WHAT THE TASK ASKS –
Pick out every line in the records below that contains the word "green", and copy those lines. Treat uppercase and lowercase as different.

-- Start of INPUT FOR THIS TASK --

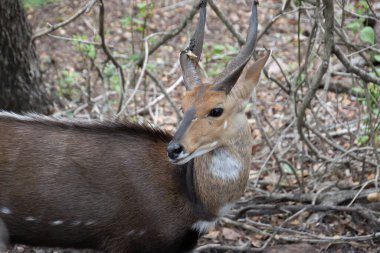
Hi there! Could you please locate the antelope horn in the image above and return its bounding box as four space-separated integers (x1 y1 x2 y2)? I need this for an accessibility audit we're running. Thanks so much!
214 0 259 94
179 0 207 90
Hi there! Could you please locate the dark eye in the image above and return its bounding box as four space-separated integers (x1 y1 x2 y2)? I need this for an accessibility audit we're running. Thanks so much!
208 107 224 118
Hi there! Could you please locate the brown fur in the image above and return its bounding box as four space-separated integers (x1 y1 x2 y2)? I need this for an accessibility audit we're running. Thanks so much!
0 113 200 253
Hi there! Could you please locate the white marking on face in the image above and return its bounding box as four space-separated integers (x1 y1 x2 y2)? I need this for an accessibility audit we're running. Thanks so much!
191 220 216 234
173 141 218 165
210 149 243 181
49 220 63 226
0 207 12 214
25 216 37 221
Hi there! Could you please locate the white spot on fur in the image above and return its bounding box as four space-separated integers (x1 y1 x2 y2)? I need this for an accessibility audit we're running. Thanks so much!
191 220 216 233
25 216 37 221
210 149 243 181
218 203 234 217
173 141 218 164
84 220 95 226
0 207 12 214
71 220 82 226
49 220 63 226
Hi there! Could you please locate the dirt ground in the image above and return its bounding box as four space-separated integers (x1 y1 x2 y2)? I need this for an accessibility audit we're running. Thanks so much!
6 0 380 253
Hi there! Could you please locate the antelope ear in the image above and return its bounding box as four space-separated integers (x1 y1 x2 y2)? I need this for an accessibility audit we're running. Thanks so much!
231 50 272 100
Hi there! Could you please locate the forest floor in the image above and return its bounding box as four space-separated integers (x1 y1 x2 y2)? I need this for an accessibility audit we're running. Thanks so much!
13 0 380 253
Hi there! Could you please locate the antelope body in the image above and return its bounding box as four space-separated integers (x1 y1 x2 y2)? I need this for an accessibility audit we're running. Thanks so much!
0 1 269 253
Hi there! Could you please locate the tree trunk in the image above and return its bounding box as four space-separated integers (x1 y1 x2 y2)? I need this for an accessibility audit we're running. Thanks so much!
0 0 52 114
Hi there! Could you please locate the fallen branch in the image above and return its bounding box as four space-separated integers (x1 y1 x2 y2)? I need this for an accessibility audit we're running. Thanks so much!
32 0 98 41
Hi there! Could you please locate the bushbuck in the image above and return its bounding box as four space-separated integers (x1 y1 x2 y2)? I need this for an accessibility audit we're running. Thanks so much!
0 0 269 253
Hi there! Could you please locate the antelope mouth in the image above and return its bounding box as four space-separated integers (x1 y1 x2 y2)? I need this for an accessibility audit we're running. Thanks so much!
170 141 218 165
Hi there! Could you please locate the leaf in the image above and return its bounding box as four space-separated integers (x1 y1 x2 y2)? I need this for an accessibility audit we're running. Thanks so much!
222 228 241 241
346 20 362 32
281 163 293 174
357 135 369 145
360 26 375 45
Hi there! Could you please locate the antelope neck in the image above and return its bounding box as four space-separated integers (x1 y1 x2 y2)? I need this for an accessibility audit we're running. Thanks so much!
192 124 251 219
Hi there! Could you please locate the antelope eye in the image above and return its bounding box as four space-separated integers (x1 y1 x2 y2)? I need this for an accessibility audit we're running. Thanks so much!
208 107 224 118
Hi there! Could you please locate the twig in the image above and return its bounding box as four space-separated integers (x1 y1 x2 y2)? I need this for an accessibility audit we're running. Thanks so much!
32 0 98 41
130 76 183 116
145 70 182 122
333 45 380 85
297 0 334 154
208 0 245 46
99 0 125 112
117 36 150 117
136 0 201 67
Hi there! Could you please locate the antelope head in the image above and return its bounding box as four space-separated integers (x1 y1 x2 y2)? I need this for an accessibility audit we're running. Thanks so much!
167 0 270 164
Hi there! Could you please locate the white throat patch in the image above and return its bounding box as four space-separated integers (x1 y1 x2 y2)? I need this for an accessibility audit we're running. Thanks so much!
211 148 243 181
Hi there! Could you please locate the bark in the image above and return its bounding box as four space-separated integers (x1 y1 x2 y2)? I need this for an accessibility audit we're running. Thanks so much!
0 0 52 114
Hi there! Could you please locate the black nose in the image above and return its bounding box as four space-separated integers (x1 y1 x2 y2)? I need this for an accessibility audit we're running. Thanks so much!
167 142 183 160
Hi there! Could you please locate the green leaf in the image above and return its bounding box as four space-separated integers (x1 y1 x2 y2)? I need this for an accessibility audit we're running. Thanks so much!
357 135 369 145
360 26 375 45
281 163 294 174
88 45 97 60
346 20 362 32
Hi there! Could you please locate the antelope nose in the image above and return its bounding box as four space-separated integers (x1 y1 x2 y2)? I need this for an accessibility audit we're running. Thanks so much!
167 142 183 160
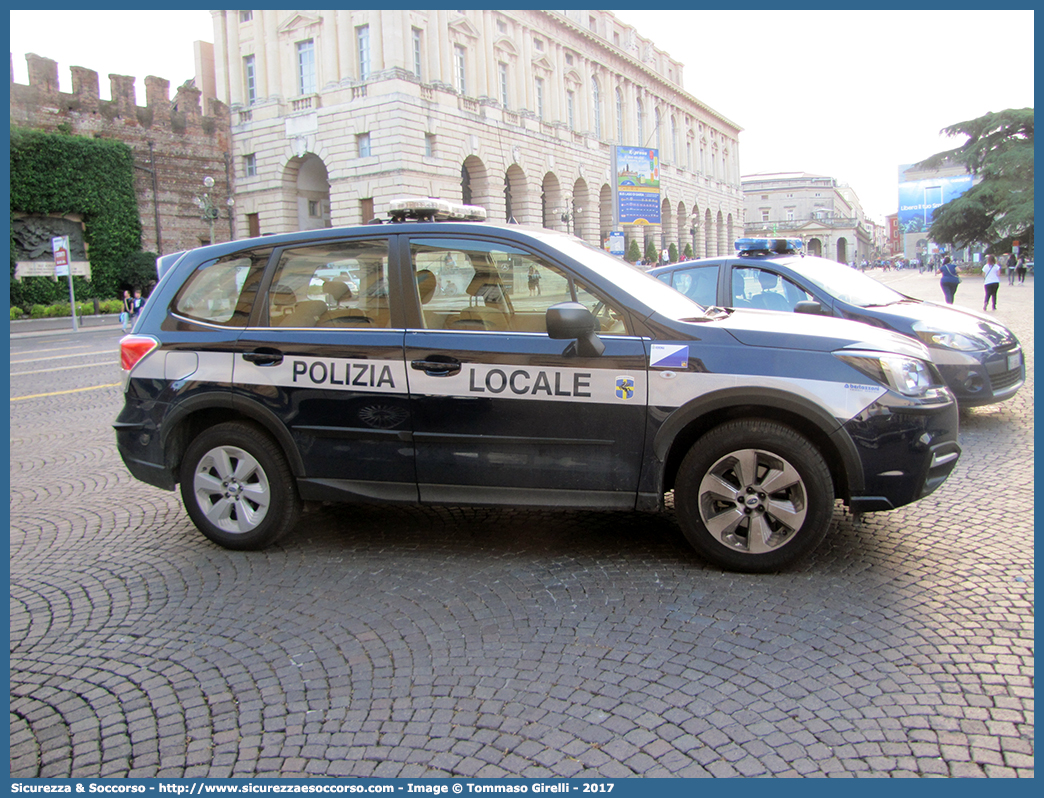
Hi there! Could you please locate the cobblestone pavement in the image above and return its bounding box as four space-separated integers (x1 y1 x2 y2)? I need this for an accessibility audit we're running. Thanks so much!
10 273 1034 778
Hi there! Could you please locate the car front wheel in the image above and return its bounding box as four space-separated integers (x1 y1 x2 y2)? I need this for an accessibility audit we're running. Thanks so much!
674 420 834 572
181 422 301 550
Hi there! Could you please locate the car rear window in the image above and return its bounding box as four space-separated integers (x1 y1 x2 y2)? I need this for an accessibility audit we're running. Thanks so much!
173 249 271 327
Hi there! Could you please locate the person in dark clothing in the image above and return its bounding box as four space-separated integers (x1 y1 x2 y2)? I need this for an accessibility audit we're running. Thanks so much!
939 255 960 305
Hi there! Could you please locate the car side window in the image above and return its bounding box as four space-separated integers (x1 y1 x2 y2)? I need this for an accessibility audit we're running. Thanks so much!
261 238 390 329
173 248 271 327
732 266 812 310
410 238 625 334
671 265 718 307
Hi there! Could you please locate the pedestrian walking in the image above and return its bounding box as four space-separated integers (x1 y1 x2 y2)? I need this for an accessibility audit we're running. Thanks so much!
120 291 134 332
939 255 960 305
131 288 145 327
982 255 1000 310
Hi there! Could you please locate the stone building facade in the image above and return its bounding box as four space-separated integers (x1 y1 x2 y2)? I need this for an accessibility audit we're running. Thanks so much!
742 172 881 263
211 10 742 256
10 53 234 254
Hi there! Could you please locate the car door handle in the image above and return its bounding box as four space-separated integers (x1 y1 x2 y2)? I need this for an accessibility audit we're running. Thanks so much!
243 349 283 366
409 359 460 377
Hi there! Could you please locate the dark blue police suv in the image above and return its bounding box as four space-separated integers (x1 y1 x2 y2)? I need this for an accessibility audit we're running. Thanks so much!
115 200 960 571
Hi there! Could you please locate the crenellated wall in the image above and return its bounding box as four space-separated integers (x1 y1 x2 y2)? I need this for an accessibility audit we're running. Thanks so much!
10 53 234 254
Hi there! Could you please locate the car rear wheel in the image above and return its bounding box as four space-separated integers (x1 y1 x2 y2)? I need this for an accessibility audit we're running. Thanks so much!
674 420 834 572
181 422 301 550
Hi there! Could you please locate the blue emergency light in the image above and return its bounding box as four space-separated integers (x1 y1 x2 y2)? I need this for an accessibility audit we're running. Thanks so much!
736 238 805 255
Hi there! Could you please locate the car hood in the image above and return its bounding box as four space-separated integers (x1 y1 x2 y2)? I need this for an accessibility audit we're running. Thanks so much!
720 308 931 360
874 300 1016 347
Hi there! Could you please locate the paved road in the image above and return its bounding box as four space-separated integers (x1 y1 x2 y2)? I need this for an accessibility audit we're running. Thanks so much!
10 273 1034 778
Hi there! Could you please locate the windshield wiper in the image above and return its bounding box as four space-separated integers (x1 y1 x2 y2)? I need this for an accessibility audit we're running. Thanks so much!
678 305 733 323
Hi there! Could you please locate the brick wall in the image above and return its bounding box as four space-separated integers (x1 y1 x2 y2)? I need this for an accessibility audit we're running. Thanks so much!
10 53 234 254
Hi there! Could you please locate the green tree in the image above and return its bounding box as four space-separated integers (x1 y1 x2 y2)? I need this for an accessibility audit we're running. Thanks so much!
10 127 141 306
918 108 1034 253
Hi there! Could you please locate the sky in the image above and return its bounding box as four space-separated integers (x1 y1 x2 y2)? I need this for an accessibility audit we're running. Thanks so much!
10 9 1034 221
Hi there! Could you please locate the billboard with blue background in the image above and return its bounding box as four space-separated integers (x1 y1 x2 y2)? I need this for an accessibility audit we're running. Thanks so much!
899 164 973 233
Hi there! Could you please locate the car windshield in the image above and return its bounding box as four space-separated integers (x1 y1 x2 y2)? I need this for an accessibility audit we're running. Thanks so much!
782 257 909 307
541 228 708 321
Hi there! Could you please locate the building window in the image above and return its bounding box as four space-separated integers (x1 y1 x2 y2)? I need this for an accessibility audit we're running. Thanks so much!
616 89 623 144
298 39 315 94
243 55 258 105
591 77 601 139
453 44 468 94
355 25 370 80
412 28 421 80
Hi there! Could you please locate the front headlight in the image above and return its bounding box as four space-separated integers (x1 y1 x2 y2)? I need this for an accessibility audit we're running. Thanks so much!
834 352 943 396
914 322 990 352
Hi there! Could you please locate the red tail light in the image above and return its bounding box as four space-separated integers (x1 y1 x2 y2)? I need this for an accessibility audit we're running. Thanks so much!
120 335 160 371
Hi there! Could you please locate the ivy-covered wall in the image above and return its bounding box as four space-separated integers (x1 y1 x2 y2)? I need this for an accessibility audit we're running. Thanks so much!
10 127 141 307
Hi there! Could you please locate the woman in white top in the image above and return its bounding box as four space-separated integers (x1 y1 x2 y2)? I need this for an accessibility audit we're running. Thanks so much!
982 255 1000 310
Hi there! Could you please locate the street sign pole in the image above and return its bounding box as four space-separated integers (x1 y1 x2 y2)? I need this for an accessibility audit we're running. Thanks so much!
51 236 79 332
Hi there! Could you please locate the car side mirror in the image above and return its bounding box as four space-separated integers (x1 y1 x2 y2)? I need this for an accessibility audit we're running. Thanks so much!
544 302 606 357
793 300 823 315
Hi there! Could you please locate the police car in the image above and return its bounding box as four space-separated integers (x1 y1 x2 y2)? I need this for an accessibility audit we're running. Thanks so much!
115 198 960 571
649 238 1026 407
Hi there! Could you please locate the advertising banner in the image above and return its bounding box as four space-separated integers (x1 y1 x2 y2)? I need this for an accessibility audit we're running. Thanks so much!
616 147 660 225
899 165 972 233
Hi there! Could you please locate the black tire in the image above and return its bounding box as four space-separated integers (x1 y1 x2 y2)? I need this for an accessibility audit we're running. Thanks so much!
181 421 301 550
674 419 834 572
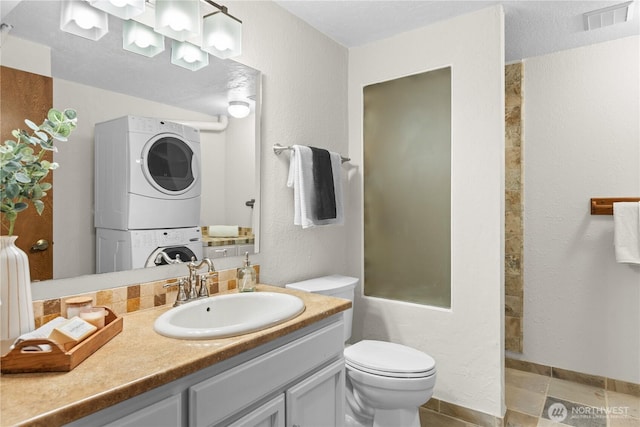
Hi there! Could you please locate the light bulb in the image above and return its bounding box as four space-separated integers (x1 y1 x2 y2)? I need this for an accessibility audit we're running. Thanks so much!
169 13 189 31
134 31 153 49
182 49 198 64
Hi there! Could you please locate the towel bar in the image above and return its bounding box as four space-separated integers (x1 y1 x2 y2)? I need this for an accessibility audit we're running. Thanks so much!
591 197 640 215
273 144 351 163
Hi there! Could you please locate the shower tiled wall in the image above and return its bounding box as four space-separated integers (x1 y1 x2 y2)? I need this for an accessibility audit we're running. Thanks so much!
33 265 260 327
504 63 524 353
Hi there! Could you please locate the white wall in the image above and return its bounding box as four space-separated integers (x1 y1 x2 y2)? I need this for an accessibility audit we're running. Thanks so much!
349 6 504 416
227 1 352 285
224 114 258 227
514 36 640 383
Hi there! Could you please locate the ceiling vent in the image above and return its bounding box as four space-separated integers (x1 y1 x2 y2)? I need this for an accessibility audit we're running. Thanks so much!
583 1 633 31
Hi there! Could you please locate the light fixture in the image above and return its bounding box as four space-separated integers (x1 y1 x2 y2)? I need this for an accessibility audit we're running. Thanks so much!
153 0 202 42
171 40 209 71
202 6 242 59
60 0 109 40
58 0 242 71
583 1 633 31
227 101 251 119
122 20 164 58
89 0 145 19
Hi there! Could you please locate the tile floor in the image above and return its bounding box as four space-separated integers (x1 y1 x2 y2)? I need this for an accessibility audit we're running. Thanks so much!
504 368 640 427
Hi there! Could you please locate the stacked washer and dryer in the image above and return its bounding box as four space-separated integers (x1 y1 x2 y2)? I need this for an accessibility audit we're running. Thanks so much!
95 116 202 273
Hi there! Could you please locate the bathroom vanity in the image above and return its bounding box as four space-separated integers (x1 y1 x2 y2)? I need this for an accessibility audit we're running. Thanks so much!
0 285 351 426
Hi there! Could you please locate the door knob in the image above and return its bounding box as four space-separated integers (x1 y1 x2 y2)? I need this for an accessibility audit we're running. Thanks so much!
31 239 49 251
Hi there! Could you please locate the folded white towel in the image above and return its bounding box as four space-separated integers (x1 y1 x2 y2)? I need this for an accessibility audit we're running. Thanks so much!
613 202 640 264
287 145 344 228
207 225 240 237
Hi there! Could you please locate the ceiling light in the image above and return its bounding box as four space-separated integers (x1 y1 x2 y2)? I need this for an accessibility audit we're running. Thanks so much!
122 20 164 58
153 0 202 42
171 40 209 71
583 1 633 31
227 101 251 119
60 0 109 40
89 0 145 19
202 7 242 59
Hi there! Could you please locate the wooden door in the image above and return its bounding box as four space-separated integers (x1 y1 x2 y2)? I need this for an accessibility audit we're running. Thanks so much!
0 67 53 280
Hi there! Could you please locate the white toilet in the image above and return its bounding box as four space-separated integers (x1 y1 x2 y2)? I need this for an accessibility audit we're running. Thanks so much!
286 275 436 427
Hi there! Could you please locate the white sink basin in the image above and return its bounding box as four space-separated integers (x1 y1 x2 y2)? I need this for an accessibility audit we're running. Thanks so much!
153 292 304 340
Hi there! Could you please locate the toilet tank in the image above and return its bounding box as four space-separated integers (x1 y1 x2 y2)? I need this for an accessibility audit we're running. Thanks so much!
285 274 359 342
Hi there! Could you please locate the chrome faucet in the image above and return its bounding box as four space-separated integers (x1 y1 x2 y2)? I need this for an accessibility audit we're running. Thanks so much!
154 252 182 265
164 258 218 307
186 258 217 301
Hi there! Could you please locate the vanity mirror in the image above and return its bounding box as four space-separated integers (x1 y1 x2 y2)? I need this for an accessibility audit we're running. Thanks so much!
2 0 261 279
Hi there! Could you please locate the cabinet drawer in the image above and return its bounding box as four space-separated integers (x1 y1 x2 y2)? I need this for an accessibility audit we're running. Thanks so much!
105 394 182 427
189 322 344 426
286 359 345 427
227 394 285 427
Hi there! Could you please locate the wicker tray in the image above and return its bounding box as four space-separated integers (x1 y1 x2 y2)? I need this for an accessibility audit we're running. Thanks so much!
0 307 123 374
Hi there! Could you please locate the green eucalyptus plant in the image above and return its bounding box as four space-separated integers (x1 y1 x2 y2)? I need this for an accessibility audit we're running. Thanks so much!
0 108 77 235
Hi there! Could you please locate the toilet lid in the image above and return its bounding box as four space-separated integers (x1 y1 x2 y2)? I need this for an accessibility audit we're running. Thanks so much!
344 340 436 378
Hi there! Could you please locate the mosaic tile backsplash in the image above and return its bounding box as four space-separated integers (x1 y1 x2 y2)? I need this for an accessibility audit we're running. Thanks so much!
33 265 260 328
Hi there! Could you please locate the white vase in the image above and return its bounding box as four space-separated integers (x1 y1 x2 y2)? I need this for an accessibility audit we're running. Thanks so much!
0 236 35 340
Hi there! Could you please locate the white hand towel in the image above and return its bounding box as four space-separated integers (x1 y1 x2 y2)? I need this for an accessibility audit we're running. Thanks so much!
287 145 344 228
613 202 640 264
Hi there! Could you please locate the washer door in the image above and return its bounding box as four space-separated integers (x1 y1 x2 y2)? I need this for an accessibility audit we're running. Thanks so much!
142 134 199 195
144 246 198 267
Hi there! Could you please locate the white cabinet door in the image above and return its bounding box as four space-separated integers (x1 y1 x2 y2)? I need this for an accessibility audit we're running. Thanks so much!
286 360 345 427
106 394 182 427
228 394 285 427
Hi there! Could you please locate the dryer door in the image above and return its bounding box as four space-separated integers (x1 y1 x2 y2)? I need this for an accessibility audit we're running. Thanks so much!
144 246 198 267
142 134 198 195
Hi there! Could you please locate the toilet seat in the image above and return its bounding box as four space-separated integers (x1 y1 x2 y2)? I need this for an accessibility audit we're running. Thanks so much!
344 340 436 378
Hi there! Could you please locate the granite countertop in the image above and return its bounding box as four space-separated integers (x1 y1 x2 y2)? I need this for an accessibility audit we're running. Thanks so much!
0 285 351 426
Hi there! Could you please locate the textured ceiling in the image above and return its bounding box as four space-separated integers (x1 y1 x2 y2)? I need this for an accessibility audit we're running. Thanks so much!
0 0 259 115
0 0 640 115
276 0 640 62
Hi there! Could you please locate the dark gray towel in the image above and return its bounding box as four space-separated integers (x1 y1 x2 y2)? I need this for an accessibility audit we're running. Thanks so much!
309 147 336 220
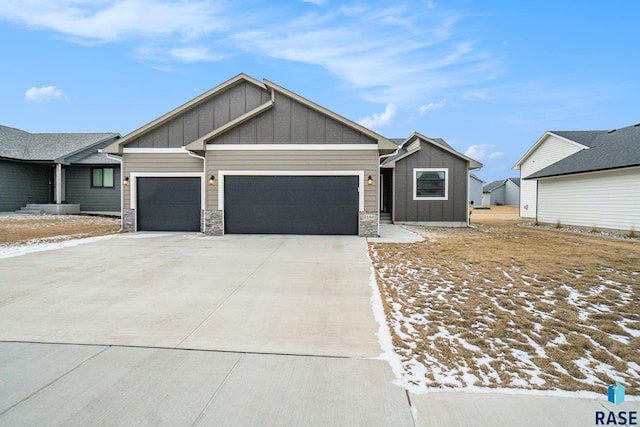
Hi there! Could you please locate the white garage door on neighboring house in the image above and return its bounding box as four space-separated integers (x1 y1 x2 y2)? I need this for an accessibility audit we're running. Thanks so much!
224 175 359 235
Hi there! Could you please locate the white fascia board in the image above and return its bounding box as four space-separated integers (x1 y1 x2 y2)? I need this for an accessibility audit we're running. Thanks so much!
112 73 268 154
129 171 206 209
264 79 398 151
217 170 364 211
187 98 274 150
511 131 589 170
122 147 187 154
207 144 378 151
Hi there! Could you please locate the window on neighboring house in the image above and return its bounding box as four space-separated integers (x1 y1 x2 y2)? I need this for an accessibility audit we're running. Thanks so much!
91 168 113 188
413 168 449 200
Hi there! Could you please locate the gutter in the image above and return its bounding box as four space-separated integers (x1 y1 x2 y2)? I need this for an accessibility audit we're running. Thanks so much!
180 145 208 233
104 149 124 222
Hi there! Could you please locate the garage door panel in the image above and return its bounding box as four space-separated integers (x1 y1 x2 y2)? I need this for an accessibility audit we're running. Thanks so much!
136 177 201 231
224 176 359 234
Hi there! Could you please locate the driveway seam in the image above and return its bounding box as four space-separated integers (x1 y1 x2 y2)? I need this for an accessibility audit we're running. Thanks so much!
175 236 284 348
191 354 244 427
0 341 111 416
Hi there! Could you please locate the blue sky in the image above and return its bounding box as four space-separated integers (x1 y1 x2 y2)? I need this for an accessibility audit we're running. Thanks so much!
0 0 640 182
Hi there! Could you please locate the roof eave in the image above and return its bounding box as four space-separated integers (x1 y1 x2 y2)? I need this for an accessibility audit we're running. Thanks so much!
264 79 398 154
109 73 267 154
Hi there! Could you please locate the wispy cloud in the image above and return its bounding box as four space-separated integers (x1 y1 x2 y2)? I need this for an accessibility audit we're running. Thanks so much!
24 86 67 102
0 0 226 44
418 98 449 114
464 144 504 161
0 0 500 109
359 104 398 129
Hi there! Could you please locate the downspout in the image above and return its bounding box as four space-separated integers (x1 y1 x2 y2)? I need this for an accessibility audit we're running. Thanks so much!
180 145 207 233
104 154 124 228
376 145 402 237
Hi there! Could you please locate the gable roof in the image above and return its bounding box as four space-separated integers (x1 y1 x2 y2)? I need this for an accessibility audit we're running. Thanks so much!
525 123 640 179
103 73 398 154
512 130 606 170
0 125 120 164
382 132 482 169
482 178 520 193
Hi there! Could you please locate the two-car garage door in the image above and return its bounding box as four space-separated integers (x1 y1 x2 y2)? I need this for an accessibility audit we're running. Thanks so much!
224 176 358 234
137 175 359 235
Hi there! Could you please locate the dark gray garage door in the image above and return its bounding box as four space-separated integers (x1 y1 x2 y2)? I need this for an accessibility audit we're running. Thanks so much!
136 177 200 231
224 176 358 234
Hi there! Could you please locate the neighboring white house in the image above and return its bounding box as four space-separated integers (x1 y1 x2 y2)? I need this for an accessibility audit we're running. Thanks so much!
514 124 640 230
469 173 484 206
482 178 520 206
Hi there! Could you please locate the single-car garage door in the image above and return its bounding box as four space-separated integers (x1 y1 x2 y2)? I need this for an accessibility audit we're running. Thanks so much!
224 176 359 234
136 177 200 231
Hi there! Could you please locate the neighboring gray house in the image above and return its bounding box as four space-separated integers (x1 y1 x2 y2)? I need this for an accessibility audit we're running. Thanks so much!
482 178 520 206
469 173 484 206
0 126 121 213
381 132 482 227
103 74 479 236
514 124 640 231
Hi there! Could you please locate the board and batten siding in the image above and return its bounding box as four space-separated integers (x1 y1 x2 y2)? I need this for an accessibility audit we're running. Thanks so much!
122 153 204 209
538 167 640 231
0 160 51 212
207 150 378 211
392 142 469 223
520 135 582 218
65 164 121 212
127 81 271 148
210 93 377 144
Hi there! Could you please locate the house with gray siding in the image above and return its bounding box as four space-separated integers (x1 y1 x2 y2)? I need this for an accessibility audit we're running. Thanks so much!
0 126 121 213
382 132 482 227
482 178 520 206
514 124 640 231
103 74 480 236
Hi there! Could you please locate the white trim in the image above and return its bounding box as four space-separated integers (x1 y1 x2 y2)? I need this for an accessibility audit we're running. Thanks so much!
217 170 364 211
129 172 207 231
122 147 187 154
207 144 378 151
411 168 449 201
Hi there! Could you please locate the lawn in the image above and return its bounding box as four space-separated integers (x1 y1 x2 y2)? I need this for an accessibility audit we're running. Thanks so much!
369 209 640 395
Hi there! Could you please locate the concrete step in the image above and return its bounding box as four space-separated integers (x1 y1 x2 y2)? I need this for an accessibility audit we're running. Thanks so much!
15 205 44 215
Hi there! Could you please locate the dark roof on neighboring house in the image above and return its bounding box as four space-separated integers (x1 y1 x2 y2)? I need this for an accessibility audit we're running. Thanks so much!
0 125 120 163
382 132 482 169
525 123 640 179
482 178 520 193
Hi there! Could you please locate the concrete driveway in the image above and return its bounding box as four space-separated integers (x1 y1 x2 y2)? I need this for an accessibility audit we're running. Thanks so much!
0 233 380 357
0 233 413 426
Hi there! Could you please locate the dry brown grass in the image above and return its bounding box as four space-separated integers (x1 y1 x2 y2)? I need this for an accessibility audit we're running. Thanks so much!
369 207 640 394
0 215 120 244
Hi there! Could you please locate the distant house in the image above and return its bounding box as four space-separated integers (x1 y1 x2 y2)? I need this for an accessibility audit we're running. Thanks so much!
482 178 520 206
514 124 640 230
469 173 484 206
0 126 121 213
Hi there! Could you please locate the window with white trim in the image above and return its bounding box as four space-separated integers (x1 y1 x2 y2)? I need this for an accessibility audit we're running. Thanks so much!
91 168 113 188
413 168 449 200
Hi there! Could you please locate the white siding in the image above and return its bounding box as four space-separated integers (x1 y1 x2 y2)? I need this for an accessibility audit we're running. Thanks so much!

-- End of INPUT FOR THIS TASK --

SOLUTION FOR THIS EXERCISE –
Hi there! Could you please locate the green leaf in the image above and return its bounding box as four space-separated integers (x1 y1 x2 y2)? I need this for an accessibility audit we're running. Thanks so much!
Hi there! Could you please locate the green tree in the image above and return its bounding box as four space-separated integers (x1 y1 x2 y2)? I need this for an accessibility audit we're running. Thanks so much!
Hi there! Could you please locate the green eucalyptus plant in the image above and return its bounding box as four space-separated integers (x1 y1 x2 y2)? I need this for an accessibility audit we're running. Thanks so much!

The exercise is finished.